- Work order 1
List every requirement that the job-search advice says an applicant might be asked to follow when sending an application.
- Work order 2
According to the job-search advice, why should the person who reads over your application be someone who knows you fairly well?
- Work order 3
Write the section of the job-search advice that follows its final heading, "8) (Continue to) Be Patient."

- Passage provided
= = = = =

If someone asks for a PDF and you send a Word document, you’re doing it wrong.

If you are asked to have a specific subject line in your email, or name your file a certain way and you neglect to do that, you should not even be considered.

Ask someone to read over your entire application and mark off the things that were requested in the posting, and then triple check everything before you hit send. Having a person who knows you fairly well do this will help make sure that you aren’t applying for a job that could be a mismatch for your character.

7) Stay True.

Don’t misrepresent yourself. There’s no point. The moment you start babbling in an interview your interviewer will see that you’re a jerkface liar. Be honest! If you are truly right for a job then the real you will be right for the job, you know?

This whole task is daunting and the frustration can become overwhelming to the point where you’re probably going to apply for something that you aren’t certain you actually want to do. When that happens, you might have to fight the inclination to pull keywords from a posting and work them into your application so it seems like you have skills and experience that you sure as hell do not have.

Like that time I had SEO as a skill on my resume before Dana hired me as a freelancer to help her with SEO. Shocking absolutely no one, I knew nothing about SEO at that point. Still don’t, actually.


8) (Continue to) Be Patient.

= = = = =

- Extracted information
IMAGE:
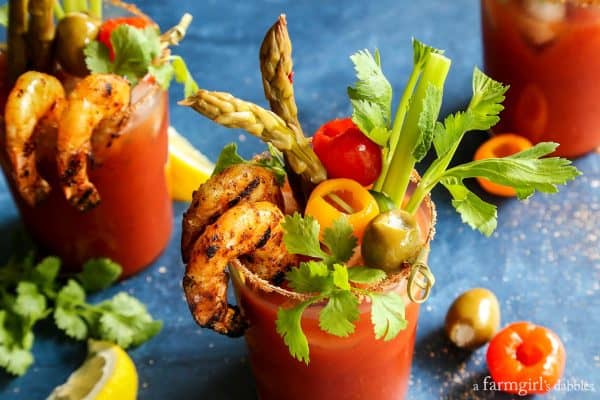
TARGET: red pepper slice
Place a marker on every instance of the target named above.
(524, 358)
(346, 153)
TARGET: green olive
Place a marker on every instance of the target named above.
(473, 318)
(73, 33)
(391, 239)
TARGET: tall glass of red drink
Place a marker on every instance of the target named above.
(549, 53)
(133, 222)
(355, 367)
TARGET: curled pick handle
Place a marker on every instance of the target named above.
(420, 279)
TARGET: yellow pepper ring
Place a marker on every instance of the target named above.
(420, 282)
(336, 198)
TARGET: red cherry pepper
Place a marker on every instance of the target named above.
(524, 358)
(346, 152)
(108, 26)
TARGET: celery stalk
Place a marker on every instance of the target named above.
(398, 122)
(402, 163)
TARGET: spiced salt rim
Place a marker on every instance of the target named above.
(253, 282)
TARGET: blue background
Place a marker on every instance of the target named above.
(543, 262)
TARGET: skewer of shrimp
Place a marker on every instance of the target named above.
(94, 99)
(36, 98)
(234, 215)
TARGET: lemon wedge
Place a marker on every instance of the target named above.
(107, 373)
(187, 168)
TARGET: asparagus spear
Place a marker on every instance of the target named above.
(226, 110)
(276, 67)
(173, 36)
(17, 29)
(41, 33)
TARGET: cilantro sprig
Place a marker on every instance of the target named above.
(229, 156)
(31, 292)
(415, 129)
(139, 52)
(326, 279)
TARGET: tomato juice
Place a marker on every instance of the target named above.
(133, 222)
(355, 367)
(549, 54)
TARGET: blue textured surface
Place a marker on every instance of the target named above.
(543, 262)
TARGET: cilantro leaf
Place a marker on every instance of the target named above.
(340, 241)
(70, 322)
(302, 236)
(524, 171)
(45, 272)
(138, 51)
(339, 314)
(288, 326)
(29, 303)
(135, 49)
(366, 275)
(70, 295)
(126, 321)
(98, 274)
(371, 97)
(339, 276)
(183, 76)
(310, 277)
(15, 360)
(387, 314)
(426, 124)
(97, 58)
(475, 212)
(229, 156)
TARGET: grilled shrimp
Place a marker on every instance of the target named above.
(36, 98)
(94, 99)
(239, 231)
(237, 184)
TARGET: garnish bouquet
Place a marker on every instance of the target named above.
(326, 240)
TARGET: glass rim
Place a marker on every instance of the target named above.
(256, 284)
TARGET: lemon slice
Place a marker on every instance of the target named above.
(107, 373)
(187, 168)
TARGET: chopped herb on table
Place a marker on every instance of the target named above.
(30, 292)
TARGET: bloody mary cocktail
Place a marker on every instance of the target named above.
(355, 367)
(133, 222)
(549, 53)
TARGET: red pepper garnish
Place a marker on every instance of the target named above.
(346, 153)
(524, 358)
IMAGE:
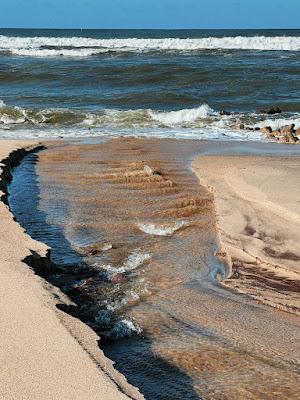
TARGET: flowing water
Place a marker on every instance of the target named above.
(133, 238)
(66, 83)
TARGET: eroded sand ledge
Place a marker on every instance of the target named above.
(258, 219)
(44, 353)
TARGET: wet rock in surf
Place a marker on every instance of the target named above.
(287, 129)
(96, 249)
(272, 110)
(224, 112)
(267, 130)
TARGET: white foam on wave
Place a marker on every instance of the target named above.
(85, 47)
(134, 260)
(279, 122)
(200, 123)
(162, 230)
(184, 116)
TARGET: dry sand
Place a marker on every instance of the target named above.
(258, 212)
(251, 352)
(44, 353)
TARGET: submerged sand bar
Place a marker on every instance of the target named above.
(258, 211)
(39, 356)
(221, 343)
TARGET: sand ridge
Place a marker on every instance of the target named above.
(257, 201)
(39, 358)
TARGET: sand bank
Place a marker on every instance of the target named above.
(199, 339)
(44, 353)
(258, 218)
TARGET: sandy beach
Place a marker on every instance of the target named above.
(198, 327)
(44, 353)
(258, 216)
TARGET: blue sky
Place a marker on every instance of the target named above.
(150, 13)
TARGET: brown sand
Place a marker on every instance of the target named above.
(258, 211)
(226, 346)
(40, 354)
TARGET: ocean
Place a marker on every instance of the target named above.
(154, 83)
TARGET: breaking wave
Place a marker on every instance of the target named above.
(198, 123)
(86, 47)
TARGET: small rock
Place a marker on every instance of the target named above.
(267, 130)
(287, 128)
(276, 133)
(272, 110)
(288, 137)
(224, 112)
(148, 170)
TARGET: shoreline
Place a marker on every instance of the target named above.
(45, 351)
(262, 262)
(85, 337)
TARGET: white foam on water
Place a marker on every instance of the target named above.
(200, 123)
(162, 230)
(184, 116)
(279, 122)
(124, 328)
(134, 260)
(86, 47)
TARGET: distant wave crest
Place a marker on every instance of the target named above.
(201, 122)
(86, 47)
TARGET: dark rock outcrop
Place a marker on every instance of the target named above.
(272, 110)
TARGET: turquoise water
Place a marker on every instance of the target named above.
(146, 82)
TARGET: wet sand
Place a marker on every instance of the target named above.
(258, 213)
(199, 338)
(44, 353)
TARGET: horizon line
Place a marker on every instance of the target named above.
(154, 29)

= = = = =

- Reply 1
- Sending a PDF rather than a Word document
- Using a specific subject line in the email
- Naming the file a certain way

- Reply 2
Someone who knows you fairly well can help make sure you aren't applying for a job that could be a mismatch for your character.

- Reply 3
We were taught in school to follow up after sending an application, but this needs a time and place disclaimer. We made sure to note the closing date and the time frame in which we would be contacting potential employees for interviews on our most recent job posting. Yet we had emails, phone calls, LinkedIn messages, and Facebook messages before the closing date from people inquiring about the status of their applications.

Wait to send a followup email until after the “we will be contacting those selected for an interview at this time” period has passed (if that information was provided). Do not choose your own adventure and solicit a potential employer in a way not requested in the job posting.

No matter how many resume and cover letter tips you read here or anywhere else, landing your dream job is going to be hard, but it will be worth it.

And hey, you’re going to make mistakes. People make mistakes! Great people make mistakes. Mikhaila, who has a #1 Employee mug, spelled Sarah’s name wrong in her cover letter. And Chris – he didn’t have a line separating the paragraphs in his cover letter, which in the grand scheme of things isn’t exactly a natural disaster, but was esthetically annoying enough that in another case we tagged someone as a NO for doing just that. We’re picky as hell, but the sum of Mikhaila and Chris’ awesomeness trumped those tiny errors. They wrote their cover letters with such conviction and personality, we had to meet with them.

Always remember to sense the tone and get a feel for a company and its industry, but in general I’m an advocate for taking risks and trying something different with cover letters.

One of my favorite application emails we’ve received to date came addressed to Penny and Pandora (our office dogs) and was signed by the applicant’s dog. It started like this:

I understand the humans in your office are looking for another human to help with that boring stuff they do when they’re not feeding or playing with us.

I also enjoyed this Haiku we got in response to our request for a story about a late night, a lost year, or a long walk:

A Late Night
4 a.m.! Not 1?
Time flies here but feels so slow
Magic party room.

There have also been some standout horror stories to contrast the incredible emails we get.

The guy who wrote, “I have three sisters, so I know how to handle women.”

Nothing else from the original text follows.